TASK BRIEF = All of the entries below should be printed exactly; the pictures are to be left out.

PROVIDED DATA =

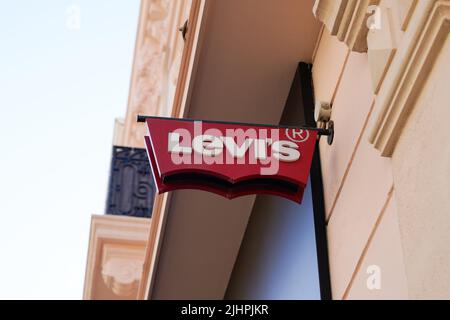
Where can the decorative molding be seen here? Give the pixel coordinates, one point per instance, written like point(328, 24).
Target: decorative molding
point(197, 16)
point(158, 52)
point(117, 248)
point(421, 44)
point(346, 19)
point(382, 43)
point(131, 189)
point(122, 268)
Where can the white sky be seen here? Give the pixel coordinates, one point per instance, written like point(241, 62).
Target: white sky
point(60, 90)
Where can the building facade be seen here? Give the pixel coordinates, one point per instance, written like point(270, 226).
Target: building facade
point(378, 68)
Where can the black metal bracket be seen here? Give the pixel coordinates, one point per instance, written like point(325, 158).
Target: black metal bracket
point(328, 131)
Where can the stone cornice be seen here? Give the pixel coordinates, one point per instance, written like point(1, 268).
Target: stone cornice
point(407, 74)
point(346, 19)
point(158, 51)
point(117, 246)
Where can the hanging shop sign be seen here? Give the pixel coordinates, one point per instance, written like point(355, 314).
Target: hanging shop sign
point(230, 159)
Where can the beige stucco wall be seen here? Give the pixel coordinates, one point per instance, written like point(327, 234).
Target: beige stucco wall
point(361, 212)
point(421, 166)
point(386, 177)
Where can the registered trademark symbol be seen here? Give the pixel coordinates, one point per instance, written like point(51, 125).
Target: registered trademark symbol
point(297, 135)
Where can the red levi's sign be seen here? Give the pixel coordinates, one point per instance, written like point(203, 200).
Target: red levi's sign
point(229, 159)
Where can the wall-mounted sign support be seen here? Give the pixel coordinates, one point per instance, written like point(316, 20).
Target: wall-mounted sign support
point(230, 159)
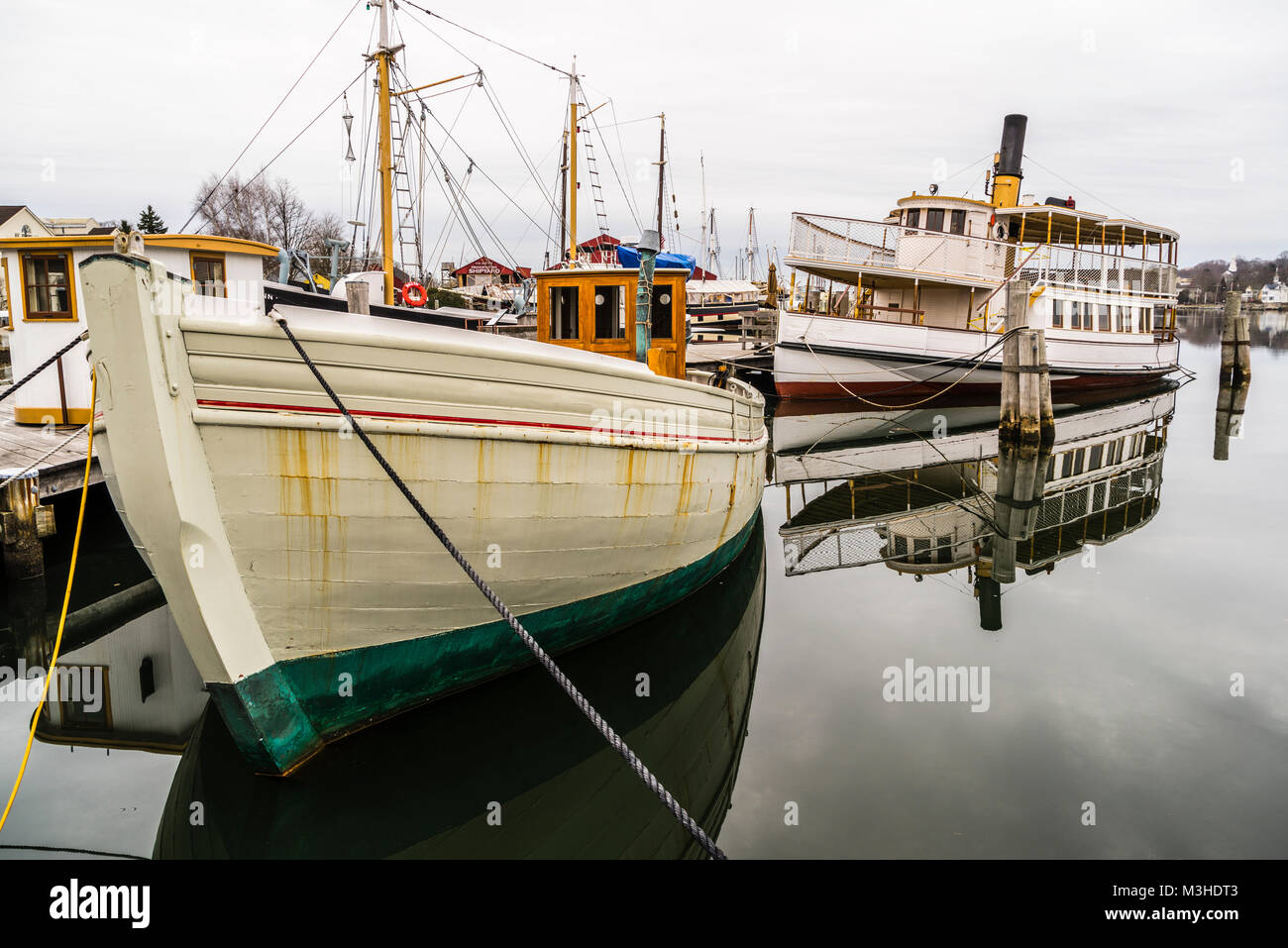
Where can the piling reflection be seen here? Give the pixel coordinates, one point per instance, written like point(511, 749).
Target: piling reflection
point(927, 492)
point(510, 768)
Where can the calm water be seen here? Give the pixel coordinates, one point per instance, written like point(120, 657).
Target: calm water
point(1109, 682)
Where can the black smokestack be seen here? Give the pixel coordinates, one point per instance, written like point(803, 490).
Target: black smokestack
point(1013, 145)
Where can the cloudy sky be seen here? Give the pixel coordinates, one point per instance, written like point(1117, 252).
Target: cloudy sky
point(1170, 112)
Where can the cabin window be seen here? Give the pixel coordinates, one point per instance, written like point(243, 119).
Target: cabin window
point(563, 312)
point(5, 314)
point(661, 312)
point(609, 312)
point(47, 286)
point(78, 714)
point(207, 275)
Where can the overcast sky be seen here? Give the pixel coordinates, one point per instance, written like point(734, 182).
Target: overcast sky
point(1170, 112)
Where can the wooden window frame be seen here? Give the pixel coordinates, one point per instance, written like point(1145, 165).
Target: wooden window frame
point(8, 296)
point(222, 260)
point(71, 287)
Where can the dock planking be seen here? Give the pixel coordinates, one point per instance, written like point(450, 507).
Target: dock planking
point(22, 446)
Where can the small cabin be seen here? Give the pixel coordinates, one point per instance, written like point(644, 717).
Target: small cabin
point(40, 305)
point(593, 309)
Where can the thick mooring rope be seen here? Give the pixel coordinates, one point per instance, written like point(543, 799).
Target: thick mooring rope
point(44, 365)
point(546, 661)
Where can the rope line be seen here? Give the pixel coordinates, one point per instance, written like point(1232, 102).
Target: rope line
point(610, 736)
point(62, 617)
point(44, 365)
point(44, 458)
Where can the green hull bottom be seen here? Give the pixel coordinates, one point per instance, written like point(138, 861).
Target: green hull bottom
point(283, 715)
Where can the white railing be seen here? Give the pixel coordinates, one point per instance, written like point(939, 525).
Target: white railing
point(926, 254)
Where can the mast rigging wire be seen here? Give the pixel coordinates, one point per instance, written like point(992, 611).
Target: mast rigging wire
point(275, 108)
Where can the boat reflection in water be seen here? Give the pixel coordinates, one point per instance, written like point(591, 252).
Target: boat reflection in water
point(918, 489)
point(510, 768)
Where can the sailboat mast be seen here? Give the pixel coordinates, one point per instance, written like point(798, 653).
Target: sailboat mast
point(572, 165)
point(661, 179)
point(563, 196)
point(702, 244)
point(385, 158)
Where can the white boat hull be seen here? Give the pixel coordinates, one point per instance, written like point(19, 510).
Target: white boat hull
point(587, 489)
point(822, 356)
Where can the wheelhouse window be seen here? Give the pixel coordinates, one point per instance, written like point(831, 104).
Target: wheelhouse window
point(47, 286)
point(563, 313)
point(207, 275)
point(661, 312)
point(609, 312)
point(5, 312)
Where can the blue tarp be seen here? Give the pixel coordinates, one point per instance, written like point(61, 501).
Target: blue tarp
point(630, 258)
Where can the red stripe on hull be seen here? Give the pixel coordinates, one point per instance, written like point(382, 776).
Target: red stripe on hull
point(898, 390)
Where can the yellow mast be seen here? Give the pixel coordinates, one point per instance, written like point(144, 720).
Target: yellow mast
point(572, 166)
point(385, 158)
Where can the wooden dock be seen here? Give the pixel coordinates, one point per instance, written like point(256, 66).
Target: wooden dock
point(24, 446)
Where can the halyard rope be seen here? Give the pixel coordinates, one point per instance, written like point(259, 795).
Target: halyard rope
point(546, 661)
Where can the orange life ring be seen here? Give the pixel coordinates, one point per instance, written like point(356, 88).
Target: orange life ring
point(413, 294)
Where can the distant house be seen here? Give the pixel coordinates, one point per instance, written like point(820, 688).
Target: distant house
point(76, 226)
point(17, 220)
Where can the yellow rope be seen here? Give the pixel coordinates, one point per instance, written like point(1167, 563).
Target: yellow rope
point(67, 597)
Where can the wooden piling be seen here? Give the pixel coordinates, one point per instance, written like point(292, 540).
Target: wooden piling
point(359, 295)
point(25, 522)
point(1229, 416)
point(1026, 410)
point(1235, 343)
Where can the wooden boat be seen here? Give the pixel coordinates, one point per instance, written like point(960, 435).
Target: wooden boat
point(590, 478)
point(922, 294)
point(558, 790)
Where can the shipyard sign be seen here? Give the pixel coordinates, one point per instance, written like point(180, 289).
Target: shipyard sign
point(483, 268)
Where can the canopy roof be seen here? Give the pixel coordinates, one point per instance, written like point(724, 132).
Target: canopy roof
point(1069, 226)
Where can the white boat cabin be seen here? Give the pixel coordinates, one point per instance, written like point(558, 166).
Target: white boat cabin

ANSWER SPACE =
Where can the decorative molding be seen here? Give the pixel coordinates, one point per instance, written like point(328, 24).
Target: decorative molding
point(197, 16)
point(158, 52)
point(117, 248)
point(421, 44)
point(346, 19)
point(382, 43)
point(131, 189)
point(122, 268)
Where can the white sky be seen here? Give the pixel coordinates, one point per instance, written like point(241, 62).
Target: white sky
point(60, 90)
Where can the building facade be seen here? Give the pixel coordinates, one point per instance, written like point(270, 226).
Target: building facade
point(378, 68)
Where can the black metal bracket be seen here? Give the pixel coordinates, one point per instance, written like point(325, 158).
Target: black metal bracket
point(328, 131)
Where can the stone cornice be seen here? Give the pixel coordinates, one point per instance, written like point(1, 268).
Target: stone cornice
point(407, 74)
point(346, 19)
point(158, 51)
point(117, 246)
Where can the hanging shop sign be seen here? Give the pixel coordinates, one point per instance, written like point(355, 314).
Target: hanging shop sign
point(230, 159)
Where can the beige stucco wall be seen here? Give the pixel coordinates, one point per instance, written like point(327, 234).
Target: beige stucco wall
point(361, 212)
point(421, 166)
point(386, 177)
Where can the registered trademark symbol be seen here? Give the pixel coordinates, one point per instance, written like point(51, 125).
Target: registered trademark symbol
point(297, 135)
Where can the red levi's sign be seen here? Give the pixel coordinates, one point per instance, written like point(203, 200).
Target: red levi's sign
point(229, 159)
Where can the wall-mounted sign support be seen here? Give the pixel coordinates, one point per instance, written like point(316, 20).
Target: wall-mounted sign support
point(230, 159)
Where can the piling reflection be seen here? Give the pixel coordinates, one point per instance, written like point(511, 749).
Target: piling reflection
point(927, 492)
point(510, 768)
Where can the calm water be seen here? Give the pixel coordinates, one point per instance, written like point(120, 657).
Target: calm water
point(1109, 682)
Where can the black smokestack be seen here? Give the pixel coordinates, one point per instance, written like point(803, 490).
Target: black smokestack
point(1013, 145)
Where can the cloudy sky be seen here? Give the pixel coordinates, one point per instance, written like point(1117, 252).
Target: cloudy sky
point(1170, 112)
Where can the cabin window be seen here? Give the pixel coordinates, one point per instance, written like point(243, 119).
Target: cabin window
point(563, 312)
point(5, 314)
point(661, 312)
point(609, 312)
point(47, 286)
point(78, 714)
point(207, 275)
Where can the overcast sky be seen here? Give the pixel coordinates, one point per instance, written like point(734, 182).
Target: overcast sky
point(1170, 112)
Where can the wooden window frame be seen here? Give the pixel coordinates, one point per instance, written like point(1145, 165).
Target: wooden window frame
point(8, 296)
point(222, 260)
point(71, 287)
Where can the dock planking be seen here? Give the pixel coordinates, one point per instance, written like point(450, 507).
Target: dock planking
point(22, 446)
Where can the small cabin be seen here? Give the pixel coordinates, one point per instance, written like point(644, 717).
Target: small cabin
point(40, 305)
point(593, 309)
Where can the thick mooring rope be seen here? Give the pixel coordinates, one point per instance, written like point(543, 799).
Target: thick mooring rope
point(44, 365)
point(546, 661)
Where can the rope line be seen here? Give the pixel coordinates, one point per instance, written like point(1232, 102).
Target: rope line
point(610, 736)
point(62, 617)
point(44, 365)
point(44, 458)
Where can the green hull bottom be seen here? Give the pixel coordinates, one point per instance, written like point(138, 861).
Target: green hull bottom
point(283, 715)
Where can the white railing be seen here? Give the pixel coordinates, one point per instance, written like point(939, 525).
Target: white railing
point(926, 254)
Where can the mast rigging wire be seen here? Give the pixel coordinates, one point per instance, written like point(992, 611).
Target: mast rigging wire
point(275, 108)
Where can the boat reflection in water be seen here? Give the pixel coordinates, one point per instance, written like point(591, 252).
Target: boat reflection in water
point(918, 489)
point(510, 768)
Where can the sailboat mast be seen here? Give the pixel coordinates, one point per instance, written like point(798, 653).
Target: sailboat mast
point(572, 165)
point(661, 179)
point(563, 196)
point(702, 244)
point(385, 158)
Where can the white boat hull be seen here? Give the pixel coordinates, one point per instance, written like point(19, 510).
Target: white boat hull
point(587, 489)
point(822, 356)
Where can the wheelhouse window be seen here? Give the pixel coordinates, one point per instance, written like point(831, 104).
Target: wheelhouse window
point(47, 286)
point(563, 313)
point(207, 275)
point(661, 312)
point(609, 312)
point(5, 312)
Where can the blue tarp be seen here? Give the pixel coordinates, one point per instance, written like point(61, 501).
Target: blue tarp
point(630, 258)
Where can the red stripe on hull be seen here? Give the pixel coordinates, one point per instance, written like point(382, 776).
Target: red stripe on hull
point(898, 390)
Where can the yellow mast be seen here? Give the pixel coordinates, one point per instance, written like point(144, 720).
Target: yellow mast
point(572, 166)
point(385, 158)
Where can the wooden dock be seen here? Give the pixel coordinates, one point per instance, written like point(256, 66).
Target: wooden dock
point(24, 446)
Where can the halyard rope be seen here? Give the pixel coordinates, one point per instance, written like point(259, 795).
Target: halyard rope
point(546, 661)
Where can the orange life ring be seen here? Give the pixel coordinates, one point per instance, written like point(356, 88).
Target: orange life ring
point(413, 294)
Where can the distant house be seen here? Give the pixel coordinates, one point per instance, written like point(820, 688).
Target: distant house
point(76, 226)
point(17, 220)
Where can the yellow rope be seen here? Give the pixel coordinates, one point per instance, written like point(1167, 563).
Target: yellow rope
point(67, 597)
Where can the wooden piling be seen here? Give the pixel coordinates, one point per instance, written like point(292, 540).
Target: wooden piling
point(359, 295)
point(25, 522)
point(1229, 416)
point(1026, 410)
point(1235, 343)
Where can the wooden boat be seen here? Give the pixel coordinates, one point per instance, written like point(960, 435).
Target: wooden boat
point(590, 478)
point(922, 294)
point(558, 790)
Where can the shipyard sign be seen here? Give the pixel coordinates, one point per instance, written like point(180, 289).
Target: shipyard sign
point(483, 268)
Where can the canopy roof be seen here? Give the pixel coordinates, one point per instance, written like point(724, 132).
Target: canopy roof
point(1069, 226)
Where can the white boat cabin be seen here? Give the pixel coordinates, one point per instance, written like point(558, 166).
Target: white boat cabin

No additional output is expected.